> **Short task**
State how many lines of the items below contain the string "orange", with case taken into account. Give only the number.
====== Data supplied ======
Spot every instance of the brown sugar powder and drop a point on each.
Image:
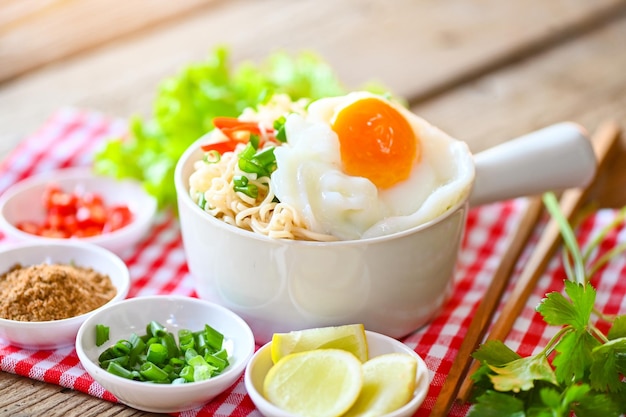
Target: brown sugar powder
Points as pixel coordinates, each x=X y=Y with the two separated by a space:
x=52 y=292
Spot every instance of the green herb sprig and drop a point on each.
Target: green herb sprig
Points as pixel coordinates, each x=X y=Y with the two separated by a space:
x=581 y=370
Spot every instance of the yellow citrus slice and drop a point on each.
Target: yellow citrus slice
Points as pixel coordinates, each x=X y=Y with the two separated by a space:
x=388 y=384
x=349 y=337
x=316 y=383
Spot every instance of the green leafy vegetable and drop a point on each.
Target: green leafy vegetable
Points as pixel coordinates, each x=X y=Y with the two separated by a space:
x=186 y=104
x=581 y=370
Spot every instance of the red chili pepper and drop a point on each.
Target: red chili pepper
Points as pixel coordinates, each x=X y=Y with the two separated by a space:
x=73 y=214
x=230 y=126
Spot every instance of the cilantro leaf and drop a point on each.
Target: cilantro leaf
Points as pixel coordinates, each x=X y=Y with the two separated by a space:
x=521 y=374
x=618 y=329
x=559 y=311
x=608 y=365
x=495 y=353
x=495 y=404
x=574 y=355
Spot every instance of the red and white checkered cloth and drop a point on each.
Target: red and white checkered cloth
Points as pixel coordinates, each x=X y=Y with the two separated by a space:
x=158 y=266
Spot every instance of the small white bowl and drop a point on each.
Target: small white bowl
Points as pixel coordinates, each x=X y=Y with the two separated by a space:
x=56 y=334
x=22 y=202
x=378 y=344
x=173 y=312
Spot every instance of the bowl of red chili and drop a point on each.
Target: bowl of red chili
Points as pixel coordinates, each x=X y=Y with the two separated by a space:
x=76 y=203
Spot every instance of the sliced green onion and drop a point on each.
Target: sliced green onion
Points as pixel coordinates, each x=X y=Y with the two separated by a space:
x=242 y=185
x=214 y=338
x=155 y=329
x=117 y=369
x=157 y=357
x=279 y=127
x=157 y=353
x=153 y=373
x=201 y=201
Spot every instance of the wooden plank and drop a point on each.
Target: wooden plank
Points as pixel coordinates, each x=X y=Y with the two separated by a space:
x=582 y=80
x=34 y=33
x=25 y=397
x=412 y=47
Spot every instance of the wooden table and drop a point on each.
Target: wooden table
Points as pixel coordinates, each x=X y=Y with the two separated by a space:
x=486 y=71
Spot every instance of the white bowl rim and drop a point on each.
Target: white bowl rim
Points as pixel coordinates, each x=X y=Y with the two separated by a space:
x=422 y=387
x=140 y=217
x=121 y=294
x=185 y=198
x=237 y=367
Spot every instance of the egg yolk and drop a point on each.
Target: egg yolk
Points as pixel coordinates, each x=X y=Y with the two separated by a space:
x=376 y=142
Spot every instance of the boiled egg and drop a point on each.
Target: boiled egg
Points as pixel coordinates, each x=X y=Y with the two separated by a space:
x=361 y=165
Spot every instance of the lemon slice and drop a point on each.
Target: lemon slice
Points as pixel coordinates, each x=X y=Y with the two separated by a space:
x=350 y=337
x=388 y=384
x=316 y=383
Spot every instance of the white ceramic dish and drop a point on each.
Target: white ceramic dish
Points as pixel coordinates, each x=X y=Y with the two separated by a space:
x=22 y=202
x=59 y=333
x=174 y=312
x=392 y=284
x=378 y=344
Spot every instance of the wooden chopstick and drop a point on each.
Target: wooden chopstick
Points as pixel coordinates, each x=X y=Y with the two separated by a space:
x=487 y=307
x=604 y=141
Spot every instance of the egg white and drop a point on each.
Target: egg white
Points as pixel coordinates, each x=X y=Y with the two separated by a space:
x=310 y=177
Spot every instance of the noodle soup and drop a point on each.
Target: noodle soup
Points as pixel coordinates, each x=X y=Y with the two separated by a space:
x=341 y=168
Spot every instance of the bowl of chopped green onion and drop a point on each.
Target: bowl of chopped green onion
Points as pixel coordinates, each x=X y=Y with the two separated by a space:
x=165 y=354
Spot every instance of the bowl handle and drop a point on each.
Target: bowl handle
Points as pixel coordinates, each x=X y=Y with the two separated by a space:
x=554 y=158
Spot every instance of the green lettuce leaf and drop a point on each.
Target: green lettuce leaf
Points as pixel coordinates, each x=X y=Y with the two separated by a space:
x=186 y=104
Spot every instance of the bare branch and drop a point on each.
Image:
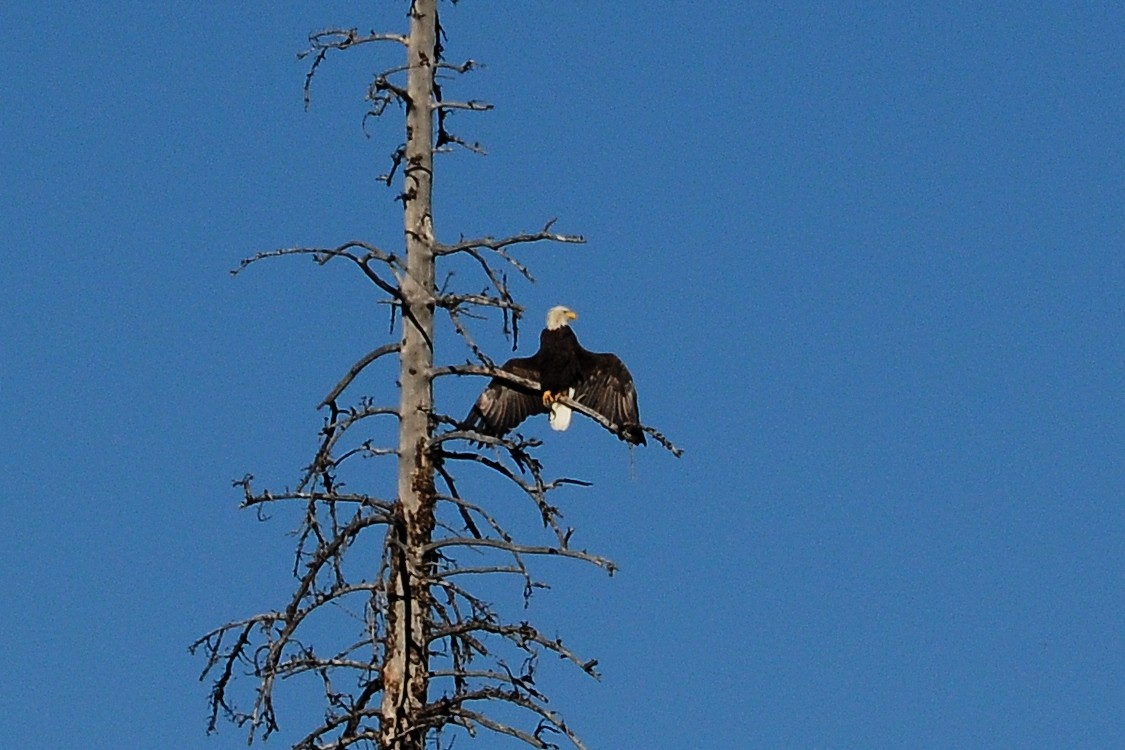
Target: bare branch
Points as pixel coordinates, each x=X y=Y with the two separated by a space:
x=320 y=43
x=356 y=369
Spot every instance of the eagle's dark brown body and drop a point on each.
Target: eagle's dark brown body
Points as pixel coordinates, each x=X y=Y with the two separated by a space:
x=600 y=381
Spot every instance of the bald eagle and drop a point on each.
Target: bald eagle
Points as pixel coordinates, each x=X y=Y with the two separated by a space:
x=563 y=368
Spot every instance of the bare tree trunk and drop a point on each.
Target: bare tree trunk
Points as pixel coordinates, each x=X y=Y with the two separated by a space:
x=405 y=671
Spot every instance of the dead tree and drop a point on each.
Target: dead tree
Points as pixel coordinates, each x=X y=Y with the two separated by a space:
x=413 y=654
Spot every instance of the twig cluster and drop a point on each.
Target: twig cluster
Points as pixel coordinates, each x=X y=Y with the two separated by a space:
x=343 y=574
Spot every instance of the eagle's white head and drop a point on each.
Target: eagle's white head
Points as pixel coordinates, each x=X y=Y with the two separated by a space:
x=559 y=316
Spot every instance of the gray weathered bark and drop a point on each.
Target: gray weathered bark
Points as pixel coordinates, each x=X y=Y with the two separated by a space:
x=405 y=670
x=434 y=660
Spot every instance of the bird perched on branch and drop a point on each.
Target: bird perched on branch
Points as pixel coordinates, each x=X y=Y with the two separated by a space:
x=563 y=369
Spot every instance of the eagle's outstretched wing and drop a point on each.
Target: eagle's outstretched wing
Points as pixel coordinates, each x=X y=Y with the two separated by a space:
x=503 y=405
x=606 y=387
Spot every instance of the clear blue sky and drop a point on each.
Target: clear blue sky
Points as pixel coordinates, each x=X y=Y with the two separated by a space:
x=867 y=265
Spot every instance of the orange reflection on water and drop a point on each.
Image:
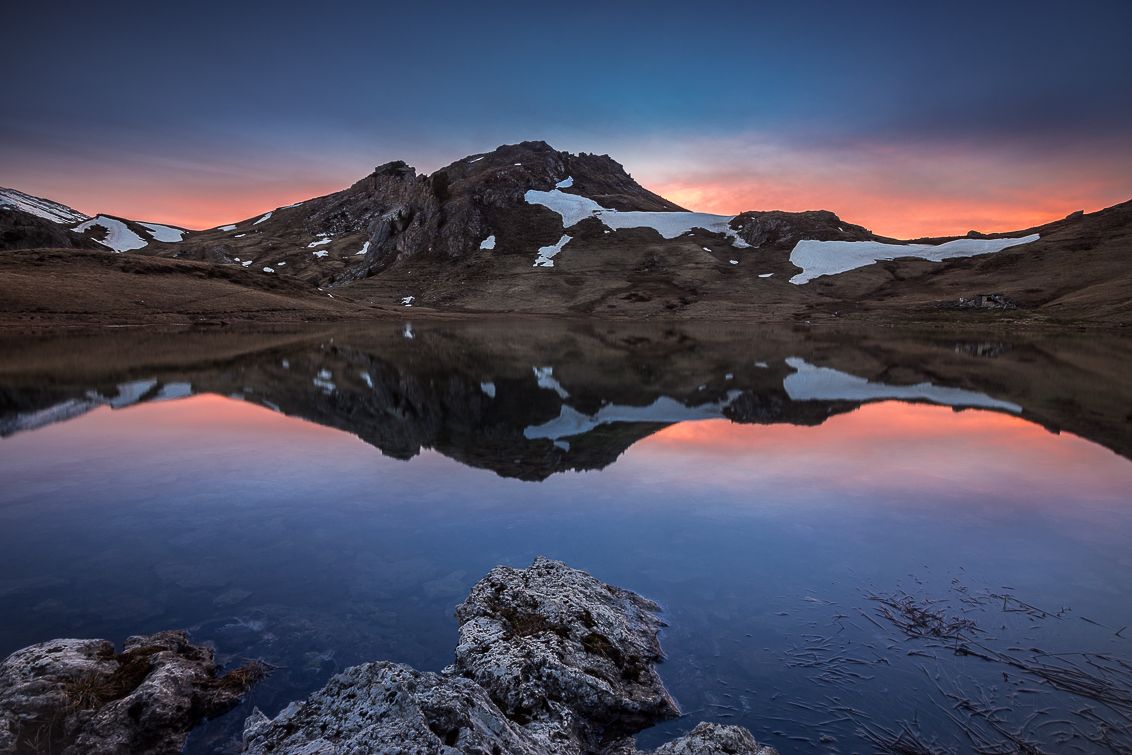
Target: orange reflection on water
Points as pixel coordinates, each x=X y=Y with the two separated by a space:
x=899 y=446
======
====== Data supplied ======
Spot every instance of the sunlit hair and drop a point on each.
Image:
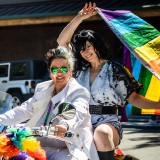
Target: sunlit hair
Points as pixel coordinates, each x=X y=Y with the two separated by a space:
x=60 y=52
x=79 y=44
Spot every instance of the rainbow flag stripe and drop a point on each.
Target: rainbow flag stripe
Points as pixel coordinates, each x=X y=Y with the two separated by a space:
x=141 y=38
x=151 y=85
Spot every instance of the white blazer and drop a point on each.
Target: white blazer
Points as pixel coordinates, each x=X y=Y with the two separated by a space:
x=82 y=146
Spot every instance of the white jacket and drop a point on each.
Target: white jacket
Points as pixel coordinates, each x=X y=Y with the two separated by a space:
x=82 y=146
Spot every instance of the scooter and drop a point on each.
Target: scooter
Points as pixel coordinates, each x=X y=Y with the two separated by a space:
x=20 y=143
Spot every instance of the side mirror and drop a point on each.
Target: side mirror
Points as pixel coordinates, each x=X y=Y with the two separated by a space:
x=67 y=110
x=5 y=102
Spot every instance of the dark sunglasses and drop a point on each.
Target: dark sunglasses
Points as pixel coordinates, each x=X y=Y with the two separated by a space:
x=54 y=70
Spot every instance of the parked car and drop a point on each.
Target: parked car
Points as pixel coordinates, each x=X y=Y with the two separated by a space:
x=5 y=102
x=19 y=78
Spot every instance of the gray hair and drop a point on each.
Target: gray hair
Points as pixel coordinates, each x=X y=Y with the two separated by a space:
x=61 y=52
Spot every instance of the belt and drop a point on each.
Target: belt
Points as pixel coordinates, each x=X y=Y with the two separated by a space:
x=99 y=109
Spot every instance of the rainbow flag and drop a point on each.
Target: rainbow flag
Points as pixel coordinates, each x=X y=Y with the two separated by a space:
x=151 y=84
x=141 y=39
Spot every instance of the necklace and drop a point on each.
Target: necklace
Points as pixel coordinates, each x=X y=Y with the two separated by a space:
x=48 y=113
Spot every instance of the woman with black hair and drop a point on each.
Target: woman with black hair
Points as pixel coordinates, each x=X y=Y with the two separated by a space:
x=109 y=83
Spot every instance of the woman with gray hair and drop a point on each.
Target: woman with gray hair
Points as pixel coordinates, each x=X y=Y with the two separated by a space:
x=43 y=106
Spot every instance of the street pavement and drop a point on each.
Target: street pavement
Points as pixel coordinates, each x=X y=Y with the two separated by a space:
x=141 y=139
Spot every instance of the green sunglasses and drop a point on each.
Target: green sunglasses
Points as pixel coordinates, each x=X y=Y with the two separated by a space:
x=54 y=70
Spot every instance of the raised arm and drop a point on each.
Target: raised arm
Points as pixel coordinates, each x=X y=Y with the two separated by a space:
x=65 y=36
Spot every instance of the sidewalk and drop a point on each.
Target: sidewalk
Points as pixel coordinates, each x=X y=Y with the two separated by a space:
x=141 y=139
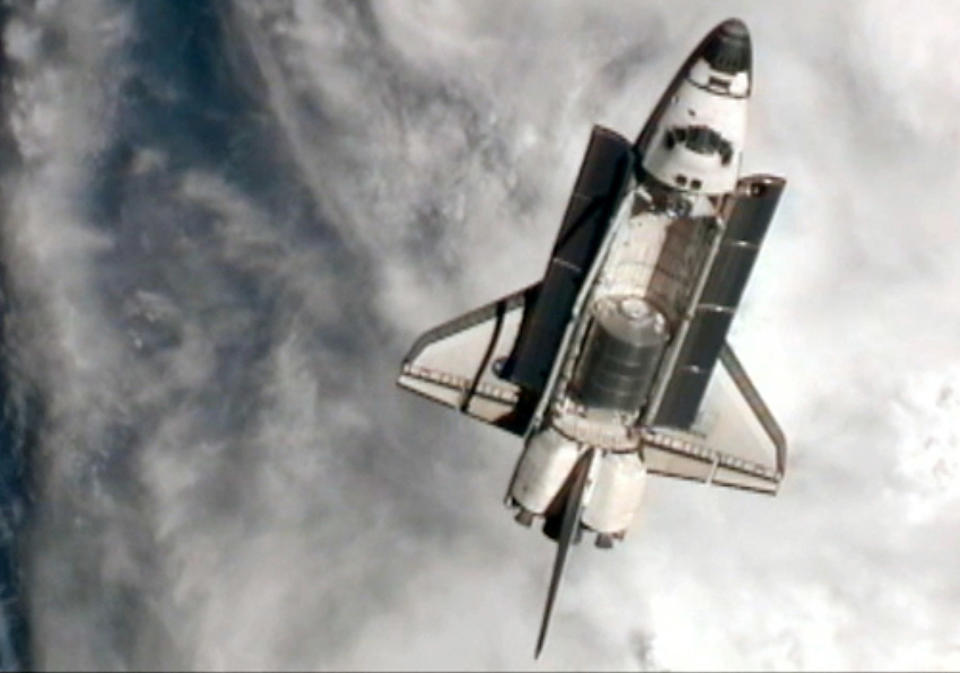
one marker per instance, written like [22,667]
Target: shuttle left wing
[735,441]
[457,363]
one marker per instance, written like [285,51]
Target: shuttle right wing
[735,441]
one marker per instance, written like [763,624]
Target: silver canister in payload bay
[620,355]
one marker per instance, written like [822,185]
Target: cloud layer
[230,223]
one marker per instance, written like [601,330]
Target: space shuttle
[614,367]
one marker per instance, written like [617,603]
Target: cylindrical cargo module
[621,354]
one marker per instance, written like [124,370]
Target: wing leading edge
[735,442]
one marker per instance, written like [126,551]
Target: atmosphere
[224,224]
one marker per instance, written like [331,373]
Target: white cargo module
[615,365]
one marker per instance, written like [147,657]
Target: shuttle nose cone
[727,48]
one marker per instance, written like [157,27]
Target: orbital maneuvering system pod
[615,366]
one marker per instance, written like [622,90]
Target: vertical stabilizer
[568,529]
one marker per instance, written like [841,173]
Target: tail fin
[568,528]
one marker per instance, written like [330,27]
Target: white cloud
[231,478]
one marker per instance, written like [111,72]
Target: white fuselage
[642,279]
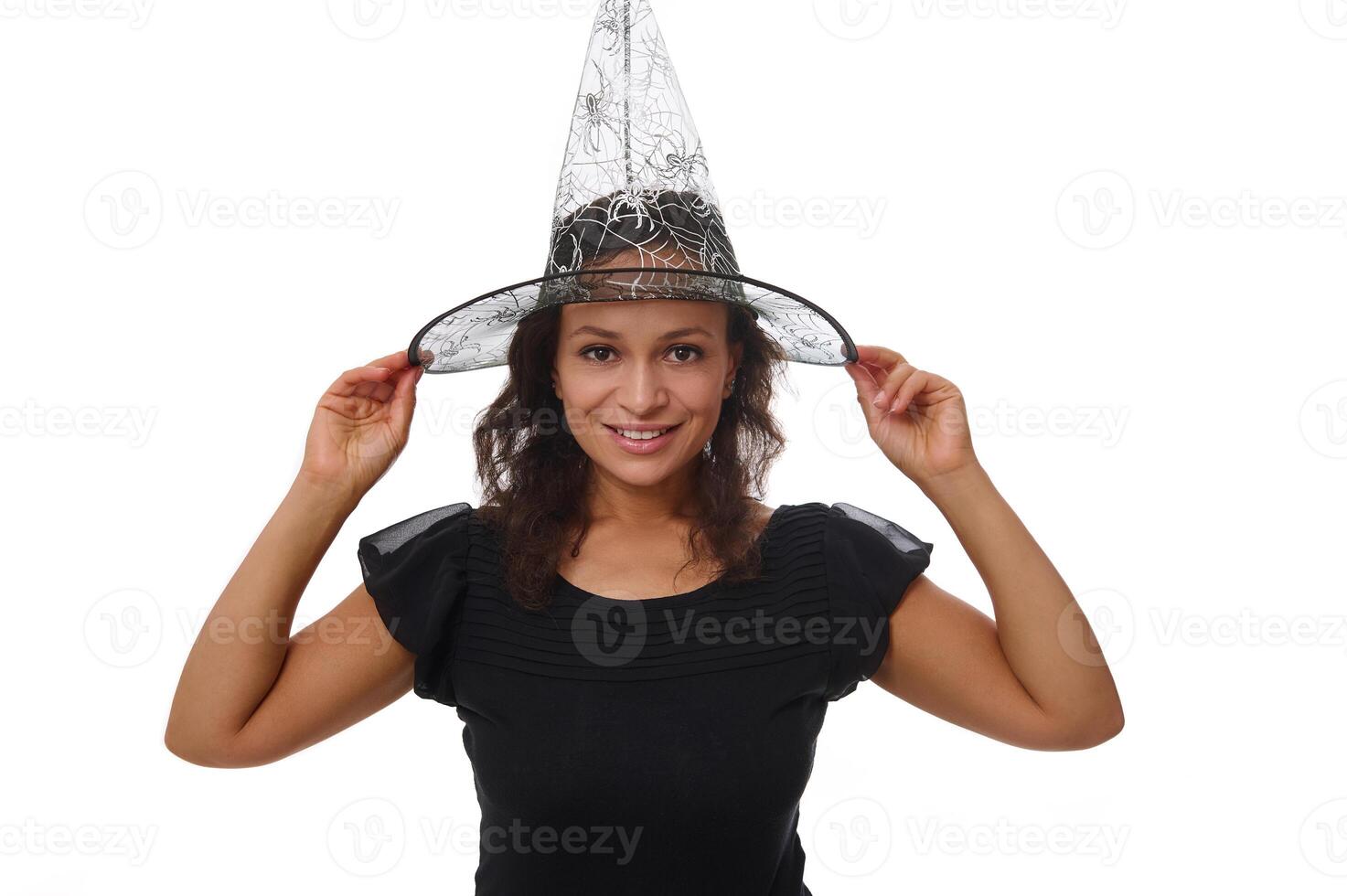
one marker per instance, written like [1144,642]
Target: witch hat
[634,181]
======
> **Answer in full**
2